**Passage provided**.
15 entries sure is a lot (check my stuff out if you're interested!), but at this point I'm not so sure that's an advantage any more. I'm not the bright minded youth I once was, more like I'm becoming a risk-averse grouchy old dev who shakes his fist at new fangled technologies haha. Maybe it's time to break that cycle though -

Unlike the last bunch of years, I won't be building this entry on the bones of last year, I'm starting fresh with a new codebase! I'm exploring into the world of 3 dimensions (just graphics wise for now, not for the gameplay), so there will be plenty of new things for me to learn this year. This also means the scope will be lower, I'm going to try to make more of a tight puzzle-like tactical game than long-form RPG as is more typical of my entries.

I'll try to keep this thread up to date with my progress at the end of each day, but for now the simple idea is - a deck builder, with cards representing attacks/abilities on the grid, taking place in small single room levels (unless I find myself with a lot more time than expected)

**Written request 1**. Repeat the devlog post starting at "Unlike the last" and ending at "time than expected)", switching "codebase" to "project".
**Written request 2**.
Answer these about the devlog post:
(a) How many entries does the writer say they have made?
(b) Will this year's entry be built on last year's code?
(c) What do the cards in the planned deck builder represent?
**Written request 3**. Extend the devlog post about the new game entry, picking up after its last sentence.
None of the material that comes after the devlog post is needed for anything here.

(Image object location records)
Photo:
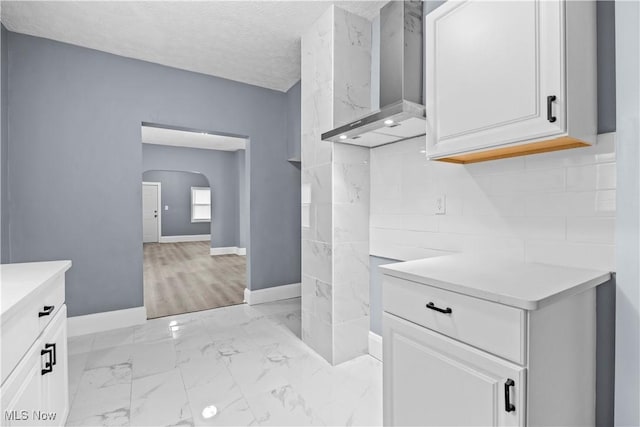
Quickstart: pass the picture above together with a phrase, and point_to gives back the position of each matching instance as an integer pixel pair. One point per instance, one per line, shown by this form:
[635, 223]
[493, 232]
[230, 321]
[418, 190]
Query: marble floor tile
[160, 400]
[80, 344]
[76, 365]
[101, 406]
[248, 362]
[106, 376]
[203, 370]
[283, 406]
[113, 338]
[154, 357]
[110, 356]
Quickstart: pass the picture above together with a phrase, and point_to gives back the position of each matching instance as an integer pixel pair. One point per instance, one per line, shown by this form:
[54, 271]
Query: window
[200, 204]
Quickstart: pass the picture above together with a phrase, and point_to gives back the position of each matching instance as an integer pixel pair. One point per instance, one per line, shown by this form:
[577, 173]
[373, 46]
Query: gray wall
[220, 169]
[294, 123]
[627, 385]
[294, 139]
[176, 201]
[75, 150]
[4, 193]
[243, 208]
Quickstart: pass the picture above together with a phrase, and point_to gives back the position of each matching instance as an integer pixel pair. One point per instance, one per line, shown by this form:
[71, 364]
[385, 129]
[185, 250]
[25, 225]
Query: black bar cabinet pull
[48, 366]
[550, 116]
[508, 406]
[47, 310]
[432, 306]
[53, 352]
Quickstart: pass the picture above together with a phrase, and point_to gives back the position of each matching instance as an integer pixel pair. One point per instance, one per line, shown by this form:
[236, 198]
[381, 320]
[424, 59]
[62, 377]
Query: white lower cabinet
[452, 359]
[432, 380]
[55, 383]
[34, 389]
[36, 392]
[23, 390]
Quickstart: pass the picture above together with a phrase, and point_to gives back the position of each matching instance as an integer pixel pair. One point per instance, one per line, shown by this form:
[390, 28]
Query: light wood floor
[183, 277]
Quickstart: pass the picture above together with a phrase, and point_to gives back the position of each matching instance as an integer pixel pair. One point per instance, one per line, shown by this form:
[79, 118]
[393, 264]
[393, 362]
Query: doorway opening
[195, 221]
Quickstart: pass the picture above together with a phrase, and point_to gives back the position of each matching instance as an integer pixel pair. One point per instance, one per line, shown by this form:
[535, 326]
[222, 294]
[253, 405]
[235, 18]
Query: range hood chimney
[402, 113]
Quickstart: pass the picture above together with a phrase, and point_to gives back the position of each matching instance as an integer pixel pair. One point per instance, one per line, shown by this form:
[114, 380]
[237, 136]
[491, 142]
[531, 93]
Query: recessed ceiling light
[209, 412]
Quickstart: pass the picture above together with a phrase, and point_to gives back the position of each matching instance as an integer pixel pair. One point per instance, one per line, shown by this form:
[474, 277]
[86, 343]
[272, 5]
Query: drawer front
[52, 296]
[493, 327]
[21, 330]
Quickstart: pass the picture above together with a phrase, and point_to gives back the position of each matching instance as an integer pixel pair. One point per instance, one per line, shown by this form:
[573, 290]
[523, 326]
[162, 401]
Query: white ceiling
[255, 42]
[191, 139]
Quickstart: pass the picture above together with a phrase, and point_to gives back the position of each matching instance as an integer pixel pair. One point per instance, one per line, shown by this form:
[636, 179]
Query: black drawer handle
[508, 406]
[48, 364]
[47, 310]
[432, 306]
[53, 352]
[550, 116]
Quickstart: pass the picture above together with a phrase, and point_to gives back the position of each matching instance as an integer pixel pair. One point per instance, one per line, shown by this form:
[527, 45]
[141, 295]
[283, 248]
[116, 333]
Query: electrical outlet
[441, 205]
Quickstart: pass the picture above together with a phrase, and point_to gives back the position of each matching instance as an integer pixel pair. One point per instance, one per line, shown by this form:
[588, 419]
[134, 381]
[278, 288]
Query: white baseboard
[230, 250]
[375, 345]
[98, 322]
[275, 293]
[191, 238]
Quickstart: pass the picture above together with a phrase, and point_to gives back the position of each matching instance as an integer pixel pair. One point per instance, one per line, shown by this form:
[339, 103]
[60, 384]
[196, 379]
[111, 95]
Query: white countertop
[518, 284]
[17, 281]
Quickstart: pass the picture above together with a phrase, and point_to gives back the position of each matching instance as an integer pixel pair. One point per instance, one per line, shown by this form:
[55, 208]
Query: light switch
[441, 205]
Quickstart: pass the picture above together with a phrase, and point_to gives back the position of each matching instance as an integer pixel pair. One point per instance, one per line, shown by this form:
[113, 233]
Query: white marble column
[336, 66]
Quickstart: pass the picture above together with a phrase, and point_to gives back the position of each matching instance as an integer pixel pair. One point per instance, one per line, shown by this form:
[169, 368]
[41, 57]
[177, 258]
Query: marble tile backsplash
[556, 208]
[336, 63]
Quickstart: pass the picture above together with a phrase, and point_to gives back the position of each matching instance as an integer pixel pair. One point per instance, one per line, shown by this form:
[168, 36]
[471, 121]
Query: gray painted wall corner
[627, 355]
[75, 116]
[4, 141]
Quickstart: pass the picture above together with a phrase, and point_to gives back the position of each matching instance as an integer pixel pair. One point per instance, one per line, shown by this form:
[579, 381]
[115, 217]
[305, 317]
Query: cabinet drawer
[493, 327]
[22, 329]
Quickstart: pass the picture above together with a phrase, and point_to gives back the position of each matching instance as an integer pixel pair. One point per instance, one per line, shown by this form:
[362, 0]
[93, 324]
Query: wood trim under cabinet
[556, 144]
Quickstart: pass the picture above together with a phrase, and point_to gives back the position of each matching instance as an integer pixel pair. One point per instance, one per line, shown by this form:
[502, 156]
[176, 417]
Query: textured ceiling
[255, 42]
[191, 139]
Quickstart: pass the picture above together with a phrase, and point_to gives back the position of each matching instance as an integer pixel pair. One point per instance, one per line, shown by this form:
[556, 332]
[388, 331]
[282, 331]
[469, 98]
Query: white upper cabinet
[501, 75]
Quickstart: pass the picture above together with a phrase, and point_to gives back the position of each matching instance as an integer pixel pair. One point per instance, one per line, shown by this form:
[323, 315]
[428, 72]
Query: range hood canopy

**Exercise answer 1**.
Unlike the last bunch of years, I won't be building this entry on the bones of last year, I'm starting fresh with a new project! I'm exploring into the world of 3 dimensions (just graphics wise for now, not for the gameplay), so there will be plenty of new things for me to learn this year. This also means the scope will be lower, I'm going to try to make more of a tight puzzle-like tactical game than long-form RPG as is more typical of my entries.

I'll try to keep this thread up to date with my progress at the end of each day, but for now the simple idea is - a deck builder, with cards representing attacks/abilities on the grid, taking place in small single room levels (unless I find myself with a lot more time than expected)

**Exercise answer 2**.
(a) 15 entries.
(b) No, the writer is starting fresh with a new codebase.
(c) Attacks and abilities on the grid.

**Exercise answer 3**.
Day 1

To assist my ramping up with the 3d tools, I have completed a little 3d vignette for the menu screen. I'm trying to keep things clean, but it's tricky - there are quite a few components to 3d work (especially when you aren't importing models) so it took longer than I hoped to put this together. Still it looks pretty good. I also have a rain animation that I might try to fit in, but we'll see. Another cool thing is that it currently runs at an eye watering 1600 fps, and while I have a kinda beefy computer it's good to know there's a lot of room for extras even at the low end.

Thankfully I ended up with some time left over after putting the little scene together, so I got a start on the hand of cards, and ray-picking when I mouse over to focus on that particular card. In the menu screen, I'll use cards as a stand-in for a more boring button menu. Ups downs tilts zlayers it's way more complex than 2d work but much more rewarding...

Moving the camera like this makes gifs huge though, so sorry about the quality!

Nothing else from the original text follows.